Yönerge:
Aşağıdaki öğelerin bütün satırlarını hiçbir değişiklik yapmadan kopyalayın. Resimleri yanıta koymayın.
-*-
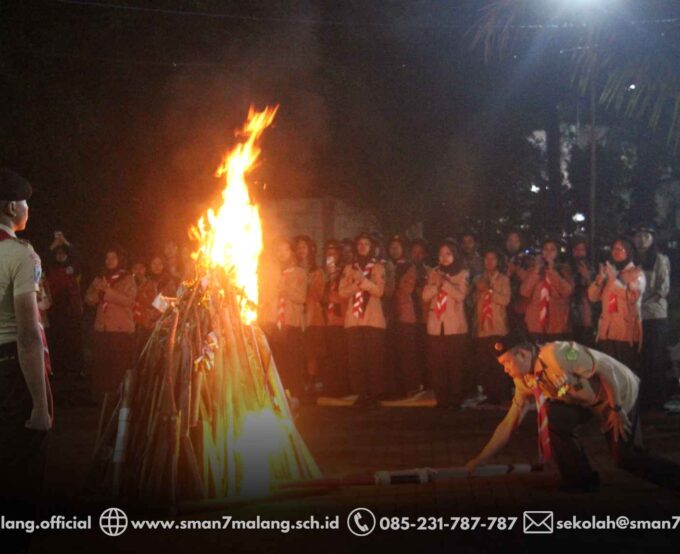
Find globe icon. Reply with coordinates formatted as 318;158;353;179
99;508;128;537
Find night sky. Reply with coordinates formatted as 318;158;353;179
0;0;680;272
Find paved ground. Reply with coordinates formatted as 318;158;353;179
23;378;680;554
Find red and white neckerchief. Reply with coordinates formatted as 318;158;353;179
328;271;340;313
276;267;295;331
352;258;376;319
529;362;552;465
538;275;550;332
607;293;619;314
0;229;52;375
100;269;127;311
482;275;496;331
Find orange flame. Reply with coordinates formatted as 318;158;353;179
192;105;279;324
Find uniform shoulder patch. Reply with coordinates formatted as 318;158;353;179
565;344;578;362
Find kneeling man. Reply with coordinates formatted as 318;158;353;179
466;334;641;491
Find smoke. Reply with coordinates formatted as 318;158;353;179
145;7;330;246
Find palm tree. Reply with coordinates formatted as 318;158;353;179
471;0;680;151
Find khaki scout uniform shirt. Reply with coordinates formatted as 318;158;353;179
588;262;646;345
259;263;307;328
0;225;42;344
423;268;470;336
338;262;387;329
513;341;640;419
474;272;511;338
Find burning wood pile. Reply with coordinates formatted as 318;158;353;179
90;108;320;506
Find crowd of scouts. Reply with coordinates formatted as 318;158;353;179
259;226;670;409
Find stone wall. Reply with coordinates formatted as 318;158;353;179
261;196;380;249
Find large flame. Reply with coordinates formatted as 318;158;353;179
192;105;279;324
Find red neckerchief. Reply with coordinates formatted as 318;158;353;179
99;269;127;311
352;258;377;319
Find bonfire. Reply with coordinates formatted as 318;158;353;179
95;103;320;506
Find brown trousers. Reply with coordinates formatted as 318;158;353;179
345;327;386;402
427;334;468;408
263;325;305;398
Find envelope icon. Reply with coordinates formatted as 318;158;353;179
522;512;555;535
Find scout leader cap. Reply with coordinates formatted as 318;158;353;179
493;331;536;358
0;167;33;202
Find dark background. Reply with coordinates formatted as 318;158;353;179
-*-
Nihai sonuç:
Find globe icon. Reply with coordinates formatted as 318;158;353;179
99;508;128;537
Find night sky. Reply with coordinates formatted as 318;158;353;179
0;0;680;272
Find paved ground. Reply with coordinates formatted as 318;158;353;179
23;378;680;554
Find red and white neckerchief. Reply with coordinates formatted as 318;158;353;179
328;271;340;313
276;267;295;331
352;258;376;319
529;362;552;465
538;275;550;332
607;293;619;314
0;229;52;375
100;269;127;311
482;275;496;331
Find orange flame. Reply with coordinates formatted as 318;158;353;179
192;105;279;324
Find uniform shoulder patch. Reply with coordinates formatted as 318;158;353;179
565;344;578;362
Find kneeling man. Reply with coordinates formatted as 318;158;353;179
466;334;641;491
Find smoke. Reply with coordinates formatted as 318;158;353;179
145;7;330;246
Find palm tree. Reply with coordinates formatted as 318;158;353;179
471;0;680;151
Find khaki scout uniform shirt. Reply with coordinates formatted as 318;158;353;179
588;262;646;345
259;263;307;328
0;225;42;344
423;268;470;336
338;262;387;329
513;341;640;419
474;272;511;338
Find burning wood pile. Reply with coordinates formatted as 318;158;353;179
90;108;320;506
Find crowd of scouts. Reply with coordinates formatted as 318;158;353;179
259;226;670;409
Find stone wall. Reply with coordinates formatted as 318;158;353;179
261;196;380;249
Find large flame. Reply with coordinates formatted as 318;158;353;179
192;105;279;324
Find red neckerchief. Reply with coordinates formatted as 318;158;353;179
99;269;127;311
352;258;377;319
Find bonfire. Reply with coordinates formatted as 318;158;353;179
95;103;320;506
Find brown trousers. Reply with coordinates formatted as 318;158;353;179
345;327;386;402
427;334;468;408
263;325;305;398
Find envelope icon. Reply with coordinates formatted as 318;158;353;179
522;512;555;535
Find scout leader cap. Reply with coordinates formatted as 318;158;353;179
493;331;536;358
0;167;33;202
Find dark background. Reply with coordinates formatted as 318;158;353;179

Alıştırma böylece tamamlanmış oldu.